>>

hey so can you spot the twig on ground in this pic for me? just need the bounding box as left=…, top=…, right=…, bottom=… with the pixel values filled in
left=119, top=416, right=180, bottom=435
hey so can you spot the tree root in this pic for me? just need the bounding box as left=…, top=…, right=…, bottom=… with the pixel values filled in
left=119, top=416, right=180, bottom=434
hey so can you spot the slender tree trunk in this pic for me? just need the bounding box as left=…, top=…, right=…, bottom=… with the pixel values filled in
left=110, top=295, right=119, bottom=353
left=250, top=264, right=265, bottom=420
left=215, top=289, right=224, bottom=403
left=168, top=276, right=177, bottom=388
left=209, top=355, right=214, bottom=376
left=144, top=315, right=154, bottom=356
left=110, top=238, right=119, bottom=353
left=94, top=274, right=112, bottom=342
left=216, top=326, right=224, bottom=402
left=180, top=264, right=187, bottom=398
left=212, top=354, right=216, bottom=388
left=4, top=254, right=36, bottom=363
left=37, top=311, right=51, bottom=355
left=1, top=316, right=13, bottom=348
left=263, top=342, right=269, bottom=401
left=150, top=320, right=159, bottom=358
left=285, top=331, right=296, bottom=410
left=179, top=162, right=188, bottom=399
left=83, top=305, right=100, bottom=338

<<

▶ **Your objective**
Give back every entry, unchanged in any way.

▶ **Response to this exercise**
hey so can you spot the twig on ground in this pic for me? just need the bounding box as left=…, top=…, right=…, bottom=… with the pixel values filled in
left=119, top=416, right=180, bottom=435
hey so can you spot the tree root in this pic for me? just need the bounding box as left=…, top=…, right=…, bottom=… with the pixel values filled in
left=119, top=416, right=180, bottom=434
hey so can you spot the slender tree trunk in this pic for me? just need the bounding box as left=…, top=…, right=…, bottom=… with the pixel values filled in
left=110, top=295, right=119, bottom=353
left=250, top=264, right=265, bottom=420
left=215, top=289, right=224, bottom=403
left=168, top=276, right=177, bottom=388
left=209, top=355, right=214, bottom=376
left=144, top=315, right=154, bottom=356
left=110, top=238, right=119, bottom=353
left=94, top=274, right=112, bottom=342
left=216, top=326, right=224, bottom=402
left=180, top=264, right=187, bottom=398
left=212, top=354, right=216, bottom=388
left=4, top=254, right=36, bottom=363
left=37, top=311, right=51, bottom=355
left=1, top=316, right=13, bottom=348
left=263, top=342, right=269, bottom=401
left=150, top=320, right=159, bottom=358
left=285, top=331, right=296, bottom=410
left=179, top=162, right=188, bottom=399
left=83, top=305, right=100, bottom=338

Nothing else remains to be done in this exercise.